===== RECORDS SHOWN
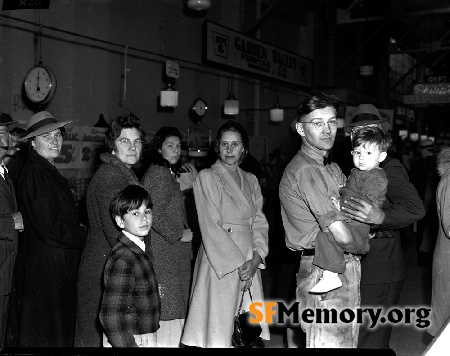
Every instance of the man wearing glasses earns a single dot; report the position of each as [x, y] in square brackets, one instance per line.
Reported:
[307, 185]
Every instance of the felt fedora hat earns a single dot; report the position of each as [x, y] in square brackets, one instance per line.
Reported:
[42, 122]
[367, 114]
[6, 120]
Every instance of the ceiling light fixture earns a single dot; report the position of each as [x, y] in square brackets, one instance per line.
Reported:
[231, 104]
[276, 114]
[169, 96]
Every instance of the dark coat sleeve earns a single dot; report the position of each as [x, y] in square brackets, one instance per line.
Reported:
[166, 222]
[403, 205]
[51, 211]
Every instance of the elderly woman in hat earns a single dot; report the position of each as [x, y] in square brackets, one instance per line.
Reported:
[52, 243]
[10, 225]
[124, 140]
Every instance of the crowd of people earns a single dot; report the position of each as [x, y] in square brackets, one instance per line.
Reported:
[134, 276]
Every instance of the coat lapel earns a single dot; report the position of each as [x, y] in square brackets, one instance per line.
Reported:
[230, 186]
[7, 193]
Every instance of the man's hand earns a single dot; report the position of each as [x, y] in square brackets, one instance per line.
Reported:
[363, 211]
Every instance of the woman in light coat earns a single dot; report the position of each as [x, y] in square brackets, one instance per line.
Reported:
[234, 243]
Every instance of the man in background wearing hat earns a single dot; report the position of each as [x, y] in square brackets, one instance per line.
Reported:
[383, 267]
[10, 224]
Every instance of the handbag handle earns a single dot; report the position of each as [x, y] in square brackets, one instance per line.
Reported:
[242, 299]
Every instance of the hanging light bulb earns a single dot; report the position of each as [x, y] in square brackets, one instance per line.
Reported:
[231, 105]
[169, 96]
[199, 5]
[276, 114]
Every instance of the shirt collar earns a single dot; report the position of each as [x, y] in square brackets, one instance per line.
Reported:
[312, 152]
[135, 239]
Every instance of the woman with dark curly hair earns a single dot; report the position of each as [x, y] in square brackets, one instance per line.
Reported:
[234, 243]
[170, 236]
[124, 140]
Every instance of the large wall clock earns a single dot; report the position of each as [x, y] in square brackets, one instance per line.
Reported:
[40, 84]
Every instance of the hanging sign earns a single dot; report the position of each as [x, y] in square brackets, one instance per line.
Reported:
[429, 93]
[233, 49]
[25, 4]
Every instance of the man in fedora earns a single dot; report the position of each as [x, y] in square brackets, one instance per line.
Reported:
[10, 224]
[383, 267]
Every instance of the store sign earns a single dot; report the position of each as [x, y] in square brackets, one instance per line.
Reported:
[429, 93]
[436, 78]
[233, 49]
[80, 147]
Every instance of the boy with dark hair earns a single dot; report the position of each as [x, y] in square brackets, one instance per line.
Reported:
[369, 149]
[131, 307]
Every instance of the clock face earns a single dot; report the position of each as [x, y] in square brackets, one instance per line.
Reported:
[40, 84]
[199, 107]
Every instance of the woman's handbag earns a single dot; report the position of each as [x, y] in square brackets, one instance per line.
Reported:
[245, 333]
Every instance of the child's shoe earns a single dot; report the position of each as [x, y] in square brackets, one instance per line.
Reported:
[328, 282]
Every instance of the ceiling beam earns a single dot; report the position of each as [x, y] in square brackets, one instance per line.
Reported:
[262, 19]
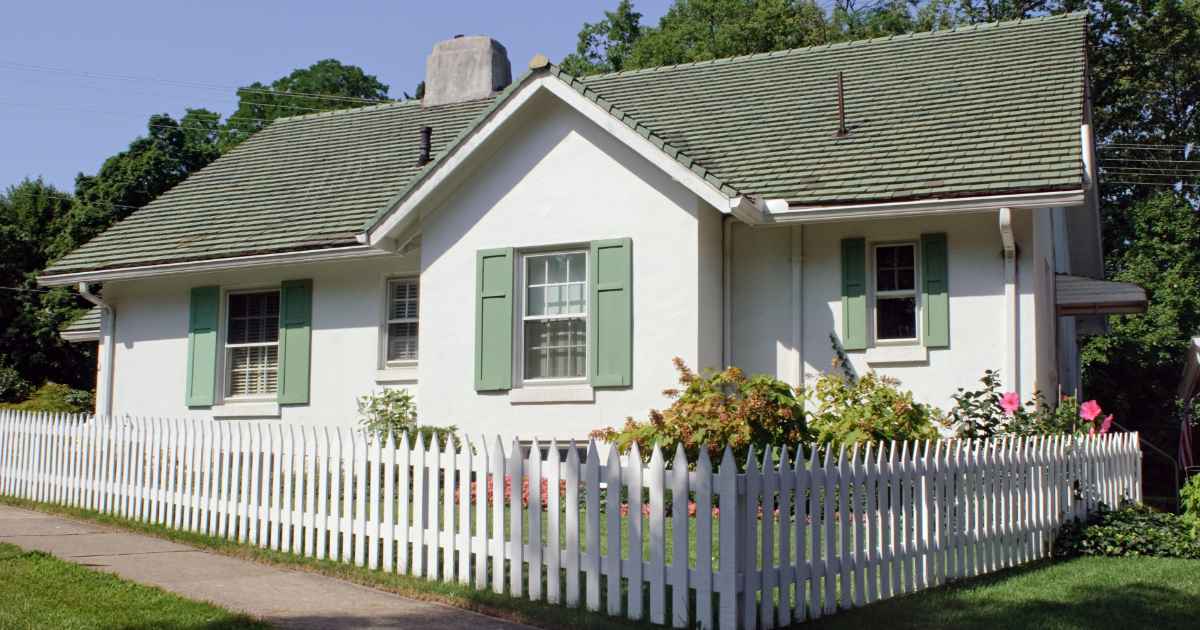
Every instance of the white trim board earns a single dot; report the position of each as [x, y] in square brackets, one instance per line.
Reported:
[216, 264]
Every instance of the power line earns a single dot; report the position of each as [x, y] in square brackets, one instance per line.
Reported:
[30, 67]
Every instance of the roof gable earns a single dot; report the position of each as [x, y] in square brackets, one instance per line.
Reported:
[976, 112]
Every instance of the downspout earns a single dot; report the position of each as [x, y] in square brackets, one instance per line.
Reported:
[1012, 341]
[726, 291]
[107, 340]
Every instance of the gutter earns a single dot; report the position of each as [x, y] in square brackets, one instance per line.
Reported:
[791, 211]
[107, 351]
[1012, 342]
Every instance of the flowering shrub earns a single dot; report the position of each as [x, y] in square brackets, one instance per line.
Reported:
[987, 412]
[715, 409]
[869, 408]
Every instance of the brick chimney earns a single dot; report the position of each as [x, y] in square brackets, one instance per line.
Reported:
[466, 69]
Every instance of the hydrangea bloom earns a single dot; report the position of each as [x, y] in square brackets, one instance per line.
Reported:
[1090, 411]
[1011, 402]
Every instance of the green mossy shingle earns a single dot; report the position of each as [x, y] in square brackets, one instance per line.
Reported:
[987, 109]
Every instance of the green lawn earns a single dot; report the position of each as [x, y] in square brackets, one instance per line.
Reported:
[1123, 593]
[39, 591]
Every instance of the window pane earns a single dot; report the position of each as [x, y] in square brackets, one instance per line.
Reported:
[253, 371]
[895, 318]
[405, 300]
[885, 280]
[537, 269]
[253, 317]
[556, 299]
[402, 342]
[579, 267]
[556, 270]
[556, 348]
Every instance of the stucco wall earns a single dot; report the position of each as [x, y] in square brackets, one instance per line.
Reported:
[348, 307]
[763, 337]
[564, 180]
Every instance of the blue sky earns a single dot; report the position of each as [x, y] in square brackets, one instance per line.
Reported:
[57, 125]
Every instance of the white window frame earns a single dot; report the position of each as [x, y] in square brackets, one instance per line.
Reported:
[915, 293]
[227, 364]
[520, 319]
[385, 329]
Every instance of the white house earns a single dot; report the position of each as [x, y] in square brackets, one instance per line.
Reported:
[528, 256]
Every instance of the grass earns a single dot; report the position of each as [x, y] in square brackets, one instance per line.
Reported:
[1080, 593]
[497, 605]
[1083, 593]
[39, 591]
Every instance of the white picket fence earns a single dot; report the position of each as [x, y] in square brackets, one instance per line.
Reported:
[792, 537]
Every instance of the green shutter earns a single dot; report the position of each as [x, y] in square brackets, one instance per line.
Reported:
[202, 346]
[493, 319]
[612, 312]
[295, 341]
[853, 294]
[935, 299]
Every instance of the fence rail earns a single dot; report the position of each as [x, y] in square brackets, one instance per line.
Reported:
[793, 535]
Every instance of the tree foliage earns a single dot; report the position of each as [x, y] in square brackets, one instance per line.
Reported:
[40, 223]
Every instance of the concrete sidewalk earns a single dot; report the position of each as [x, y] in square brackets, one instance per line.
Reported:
[287, 599]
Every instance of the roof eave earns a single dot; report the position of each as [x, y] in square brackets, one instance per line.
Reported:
[402, 210]
[785, 211]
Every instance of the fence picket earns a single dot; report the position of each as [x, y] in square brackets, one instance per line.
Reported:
[799, 538]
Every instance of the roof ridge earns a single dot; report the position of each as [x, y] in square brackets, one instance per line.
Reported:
[856, 43]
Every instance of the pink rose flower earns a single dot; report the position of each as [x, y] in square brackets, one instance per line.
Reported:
[1011, 402]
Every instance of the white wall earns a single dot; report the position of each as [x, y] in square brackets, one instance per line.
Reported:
[348, 307]
[563, 180]
[763, 313]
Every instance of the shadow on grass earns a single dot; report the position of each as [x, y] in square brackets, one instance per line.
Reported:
[1083, 593]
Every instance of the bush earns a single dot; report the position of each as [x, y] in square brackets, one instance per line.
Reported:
[12, 385]
[1129, 532]
[53, 397]
[1189, 501]
[869, 408]
[394, 412]
[715, 409]
[988, 412]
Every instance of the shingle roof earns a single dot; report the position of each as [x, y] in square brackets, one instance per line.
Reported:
[985, 109]
[83, 328]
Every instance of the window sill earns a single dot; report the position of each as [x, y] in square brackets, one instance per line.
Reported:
[246, 409]
[550, 394]
[406, 373]
[897, 354]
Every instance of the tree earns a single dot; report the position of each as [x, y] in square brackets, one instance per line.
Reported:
[605, 46]
[325, 85]
[154, 163]
[31, 213]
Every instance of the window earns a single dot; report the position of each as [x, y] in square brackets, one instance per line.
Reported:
[895, 292]
[555, 322]
[252, 343]
[402, 324]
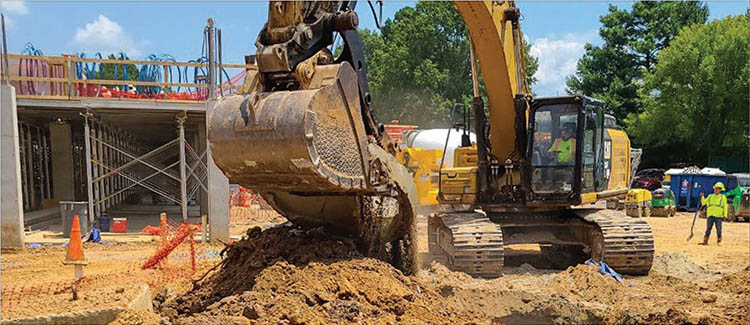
==========
> **PROBLEM TO WORK ON**:
Count the lines in the rows above that contain the string "coat", treating uppercase and lowercase as different, and reply with the number alone.

> **COMPLETE RESPONSE**:
3